Set task = From the beginning of the material through the line that contains "48], [226, 49]]", reproduce every line, requests included, multiplying each coordinate in the answer outlines by 1.25 and rounding it to a whole number with halves rounded up. Leave the pictures out.

# # #

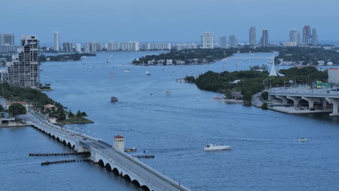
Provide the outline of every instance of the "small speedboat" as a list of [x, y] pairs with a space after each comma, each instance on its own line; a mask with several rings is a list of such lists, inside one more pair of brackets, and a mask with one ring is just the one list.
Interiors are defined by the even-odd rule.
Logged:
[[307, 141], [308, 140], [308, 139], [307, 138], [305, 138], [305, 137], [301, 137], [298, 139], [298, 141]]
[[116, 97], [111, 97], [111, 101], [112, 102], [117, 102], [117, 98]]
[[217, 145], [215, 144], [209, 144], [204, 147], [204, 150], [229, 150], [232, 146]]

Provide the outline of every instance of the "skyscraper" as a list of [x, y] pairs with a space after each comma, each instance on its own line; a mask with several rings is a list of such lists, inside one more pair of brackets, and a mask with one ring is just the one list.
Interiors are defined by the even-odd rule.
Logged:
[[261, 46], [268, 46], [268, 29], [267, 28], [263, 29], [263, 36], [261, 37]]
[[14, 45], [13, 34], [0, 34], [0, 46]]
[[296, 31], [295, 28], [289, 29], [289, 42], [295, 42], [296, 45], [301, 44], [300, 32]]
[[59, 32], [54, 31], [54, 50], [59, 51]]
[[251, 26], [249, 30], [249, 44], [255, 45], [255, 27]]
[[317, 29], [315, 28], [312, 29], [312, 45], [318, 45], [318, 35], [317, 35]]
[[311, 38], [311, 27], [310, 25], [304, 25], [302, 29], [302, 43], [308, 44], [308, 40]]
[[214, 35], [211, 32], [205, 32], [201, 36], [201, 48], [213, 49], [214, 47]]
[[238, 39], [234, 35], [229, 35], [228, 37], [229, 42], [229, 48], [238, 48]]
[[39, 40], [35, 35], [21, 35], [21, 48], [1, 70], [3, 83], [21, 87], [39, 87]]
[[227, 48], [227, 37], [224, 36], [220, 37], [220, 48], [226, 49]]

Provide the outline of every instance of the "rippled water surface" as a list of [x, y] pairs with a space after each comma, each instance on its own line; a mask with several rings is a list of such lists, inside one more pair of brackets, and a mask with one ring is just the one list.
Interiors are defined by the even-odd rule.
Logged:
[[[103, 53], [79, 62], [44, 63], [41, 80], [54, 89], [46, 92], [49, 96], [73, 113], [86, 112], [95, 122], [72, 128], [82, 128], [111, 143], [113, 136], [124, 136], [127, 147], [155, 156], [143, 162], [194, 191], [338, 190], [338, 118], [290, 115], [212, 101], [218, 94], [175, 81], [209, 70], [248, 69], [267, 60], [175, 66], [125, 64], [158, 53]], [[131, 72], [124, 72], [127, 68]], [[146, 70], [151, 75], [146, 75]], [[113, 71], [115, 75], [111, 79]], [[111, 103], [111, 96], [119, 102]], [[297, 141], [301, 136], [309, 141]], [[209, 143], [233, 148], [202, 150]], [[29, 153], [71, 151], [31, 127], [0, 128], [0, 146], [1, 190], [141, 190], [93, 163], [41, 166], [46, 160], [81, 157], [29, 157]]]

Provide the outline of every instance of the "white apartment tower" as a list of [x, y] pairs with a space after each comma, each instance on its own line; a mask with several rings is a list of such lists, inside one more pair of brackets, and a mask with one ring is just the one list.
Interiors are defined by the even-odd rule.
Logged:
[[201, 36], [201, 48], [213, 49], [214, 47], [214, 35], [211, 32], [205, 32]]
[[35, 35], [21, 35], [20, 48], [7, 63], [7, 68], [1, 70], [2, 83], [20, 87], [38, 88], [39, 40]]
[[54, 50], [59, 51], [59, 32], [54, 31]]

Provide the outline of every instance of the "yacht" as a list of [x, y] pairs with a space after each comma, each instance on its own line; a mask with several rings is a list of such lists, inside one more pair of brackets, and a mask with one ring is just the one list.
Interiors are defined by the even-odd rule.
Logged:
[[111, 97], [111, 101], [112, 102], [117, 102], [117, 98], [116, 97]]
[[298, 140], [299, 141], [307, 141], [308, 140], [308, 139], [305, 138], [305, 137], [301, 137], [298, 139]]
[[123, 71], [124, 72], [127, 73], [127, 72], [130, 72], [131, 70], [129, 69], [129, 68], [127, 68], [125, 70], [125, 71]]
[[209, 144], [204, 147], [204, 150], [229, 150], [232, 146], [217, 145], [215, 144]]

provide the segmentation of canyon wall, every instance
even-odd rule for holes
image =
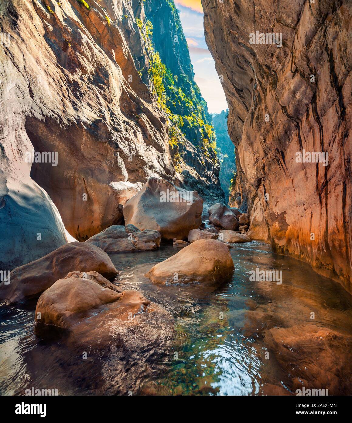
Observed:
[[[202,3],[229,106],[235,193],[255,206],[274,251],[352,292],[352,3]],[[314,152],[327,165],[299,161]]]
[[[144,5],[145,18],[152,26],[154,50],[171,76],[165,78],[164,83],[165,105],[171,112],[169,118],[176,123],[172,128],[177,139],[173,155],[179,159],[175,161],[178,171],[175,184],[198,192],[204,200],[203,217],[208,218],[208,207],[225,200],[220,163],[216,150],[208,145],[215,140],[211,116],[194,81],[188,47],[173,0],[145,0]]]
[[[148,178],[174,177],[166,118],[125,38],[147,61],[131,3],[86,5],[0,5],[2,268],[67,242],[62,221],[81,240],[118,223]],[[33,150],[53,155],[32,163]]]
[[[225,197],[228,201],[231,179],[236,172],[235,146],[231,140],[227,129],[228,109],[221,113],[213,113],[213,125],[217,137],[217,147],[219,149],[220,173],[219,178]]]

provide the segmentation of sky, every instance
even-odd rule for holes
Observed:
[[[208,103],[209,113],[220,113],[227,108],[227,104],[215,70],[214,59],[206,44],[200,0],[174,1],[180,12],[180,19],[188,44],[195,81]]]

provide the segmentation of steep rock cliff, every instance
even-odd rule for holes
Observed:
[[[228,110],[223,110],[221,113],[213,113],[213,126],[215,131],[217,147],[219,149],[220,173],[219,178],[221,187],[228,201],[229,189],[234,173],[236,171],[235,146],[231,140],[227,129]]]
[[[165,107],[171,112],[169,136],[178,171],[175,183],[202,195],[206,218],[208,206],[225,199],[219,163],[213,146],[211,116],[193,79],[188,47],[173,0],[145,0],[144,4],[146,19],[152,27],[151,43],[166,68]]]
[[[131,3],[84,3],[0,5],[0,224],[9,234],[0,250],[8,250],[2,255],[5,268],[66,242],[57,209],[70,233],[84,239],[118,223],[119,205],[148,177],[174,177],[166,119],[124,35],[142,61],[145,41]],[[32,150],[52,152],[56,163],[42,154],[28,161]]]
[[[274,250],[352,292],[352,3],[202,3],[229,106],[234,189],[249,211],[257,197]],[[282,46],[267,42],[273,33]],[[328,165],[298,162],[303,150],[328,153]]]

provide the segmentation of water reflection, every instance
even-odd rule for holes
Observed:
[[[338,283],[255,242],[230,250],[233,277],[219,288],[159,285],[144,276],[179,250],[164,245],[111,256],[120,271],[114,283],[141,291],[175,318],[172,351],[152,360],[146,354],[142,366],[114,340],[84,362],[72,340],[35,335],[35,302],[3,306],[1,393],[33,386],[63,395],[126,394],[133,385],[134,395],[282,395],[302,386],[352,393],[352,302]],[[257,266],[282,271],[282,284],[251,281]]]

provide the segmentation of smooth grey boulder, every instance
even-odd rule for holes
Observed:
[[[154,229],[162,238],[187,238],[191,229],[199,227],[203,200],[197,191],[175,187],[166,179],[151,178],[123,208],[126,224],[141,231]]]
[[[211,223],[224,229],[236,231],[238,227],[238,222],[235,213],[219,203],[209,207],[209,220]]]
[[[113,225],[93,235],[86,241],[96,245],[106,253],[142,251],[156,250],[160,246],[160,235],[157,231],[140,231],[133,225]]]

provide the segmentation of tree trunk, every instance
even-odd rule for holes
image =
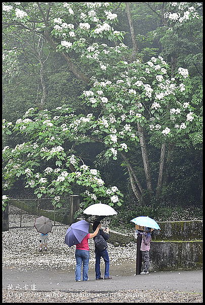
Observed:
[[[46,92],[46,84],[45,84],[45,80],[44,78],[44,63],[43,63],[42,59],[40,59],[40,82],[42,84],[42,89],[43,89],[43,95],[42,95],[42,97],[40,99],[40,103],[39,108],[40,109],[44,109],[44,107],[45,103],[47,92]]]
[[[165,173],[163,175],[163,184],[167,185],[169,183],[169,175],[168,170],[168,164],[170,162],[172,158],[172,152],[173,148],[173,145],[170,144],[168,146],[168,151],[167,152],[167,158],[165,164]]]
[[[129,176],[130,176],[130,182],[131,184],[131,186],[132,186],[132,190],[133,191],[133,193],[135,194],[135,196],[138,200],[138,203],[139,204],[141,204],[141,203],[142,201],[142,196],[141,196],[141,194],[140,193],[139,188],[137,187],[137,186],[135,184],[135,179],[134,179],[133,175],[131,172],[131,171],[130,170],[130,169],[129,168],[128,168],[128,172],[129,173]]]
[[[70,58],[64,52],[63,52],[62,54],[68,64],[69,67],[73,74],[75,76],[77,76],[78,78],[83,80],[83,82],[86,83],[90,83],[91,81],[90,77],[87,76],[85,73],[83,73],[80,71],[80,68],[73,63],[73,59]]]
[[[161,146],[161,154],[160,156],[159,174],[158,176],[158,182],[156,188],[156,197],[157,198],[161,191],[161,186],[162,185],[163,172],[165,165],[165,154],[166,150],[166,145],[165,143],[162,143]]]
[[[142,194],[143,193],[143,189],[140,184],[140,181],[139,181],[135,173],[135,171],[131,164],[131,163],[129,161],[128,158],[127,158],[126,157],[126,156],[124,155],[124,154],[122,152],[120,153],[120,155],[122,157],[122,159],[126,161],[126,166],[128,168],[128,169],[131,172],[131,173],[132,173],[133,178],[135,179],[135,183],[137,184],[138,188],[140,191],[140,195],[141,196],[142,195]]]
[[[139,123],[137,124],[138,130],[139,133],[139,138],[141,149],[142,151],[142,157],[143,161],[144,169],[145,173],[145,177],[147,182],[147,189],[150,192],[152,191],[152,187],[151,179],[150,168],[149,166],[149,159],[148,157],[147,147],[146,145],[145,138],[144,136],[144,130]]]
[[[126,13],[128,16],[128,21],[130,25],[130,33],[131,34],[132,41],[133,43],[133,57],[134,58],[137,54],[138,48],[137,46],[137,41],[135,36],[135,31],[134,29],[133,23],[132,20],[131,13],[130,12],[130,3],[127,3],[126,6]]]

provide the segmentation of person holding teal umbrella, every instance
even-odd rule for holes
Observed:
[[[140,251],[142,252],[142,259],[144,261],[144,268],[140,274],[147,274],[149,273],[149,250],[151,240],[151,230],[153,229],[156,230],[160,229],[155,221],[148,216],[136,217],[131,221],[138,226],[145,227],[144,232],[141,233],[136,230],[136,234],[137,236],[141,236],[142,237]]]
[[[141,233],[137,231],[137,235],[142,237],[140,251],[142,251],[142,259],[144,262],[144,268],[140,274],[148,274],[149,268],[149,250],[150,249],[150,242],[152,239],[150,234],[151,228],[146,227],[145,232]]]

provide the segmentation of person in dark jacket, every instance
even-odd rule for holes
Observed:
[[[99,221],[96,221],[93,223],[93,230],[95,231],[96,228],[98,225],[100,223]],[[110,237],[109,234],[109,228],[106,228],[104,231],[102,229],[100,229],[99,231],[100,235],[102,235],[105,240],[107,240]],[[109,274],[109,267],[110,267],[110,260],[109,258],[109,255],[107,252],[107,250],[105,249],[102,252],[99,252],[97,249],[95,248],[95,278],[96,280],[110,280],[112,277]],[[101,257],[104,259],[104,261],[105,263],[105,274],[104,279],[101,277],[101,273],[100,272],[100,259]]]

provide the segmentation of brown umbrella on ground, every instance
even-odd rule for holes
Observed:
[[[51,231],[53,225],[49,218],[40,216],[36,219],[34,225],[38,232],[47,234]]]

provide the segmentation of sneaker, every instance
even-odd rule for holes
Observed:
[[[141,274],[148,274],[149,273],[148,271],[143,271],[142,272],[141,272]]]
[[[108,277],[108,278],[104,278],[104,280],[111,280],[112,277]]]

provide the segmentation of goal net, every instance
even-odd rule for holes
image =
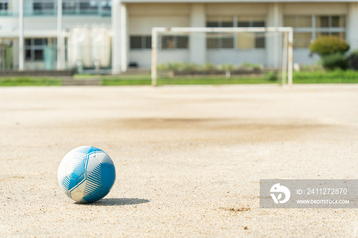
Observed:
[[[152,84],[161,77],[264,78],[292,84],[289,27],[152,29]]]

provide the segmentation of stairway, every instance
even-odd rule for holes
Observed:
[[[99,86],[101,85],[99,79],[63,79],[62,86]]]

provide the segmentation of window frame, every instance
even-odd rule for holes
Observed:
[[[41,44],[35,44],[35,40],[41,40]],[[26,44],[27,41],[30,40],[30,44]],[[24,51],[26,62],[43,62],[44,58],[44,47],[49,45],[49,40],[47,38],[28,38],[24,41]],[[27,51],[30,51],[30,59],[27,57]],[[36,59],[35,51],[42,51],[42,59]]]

# # #

Task response =
Provide the outline of every instance of the "small speedboat" as a list of [x, y] pairs with a space after each comma, each instance on its own line; a mask with several rings is a list of such lists, inside one more pair of brackets, and a mask with one ring is just the one list.
Interiors are defined by the even-odd rule.
Logged:
[[384, 176], [385, 175], [385, 174], [384, 173], [381, 173], [381, 171], [376, 171], [373, 174], [373, 176]]
[[145, 121], [139, 121], [139, 126], [140, 128], [146, 128], [146, 123]]
[[271, 181], [269, 180], [261, 180], [255, 184], [255, 188], [286, 188], [290, 183]]

Provide the outline of every instance of the "skyscraper" as a list of [x, y] pairs with a space after each comma, each instance on its own line; a mask with several rings is a list of such lists, inside one more pair of brackets, and a mask with one ring is just the one list.
Interiors are defined by the even-odd rule.
Logged:
[[326, 58], [335, 58], [335, 36], [334, 35], [329, 36], [329, 45], [326, 46]]
[[18, 56], [16, 43], [0, 43], [0, 58]]
[[370, 39], [369, 35], [361, 36], [361, 53], [369, 53], [370, 56], [376, 55], [375, 40]]
[[74, 40], [68, 39], [68, 63], [74, 64]]
[[314, 33], [311, 38], [311, 55], [319, 56], [319, 34]]
[[396, 36], [394, 35], [390, 36], [390, 56], [398, 56], [398, 44], [396, 44]]
[[389, 48], [389, 34], [388, 31], [380, 31], [378, 36], [378, 54], [385, 55], [385, 50]]
[[268, 44], [264, 40], [256, 40], [251, 45], [251, 60], [266, 61], [268, 59]]
[[298, 49], [293, 44], [286, 44], [285, 46], [286, 53], [286, 60], [298, 60]]
[[49, 50], [44, 44], [26, 44], [26, 60], [1, 88], [4, 104], [26, 109], [49, 109]]
[[284, 60], [284, 46], [280, 45], [275, 46], [275, 60], [283, 61]]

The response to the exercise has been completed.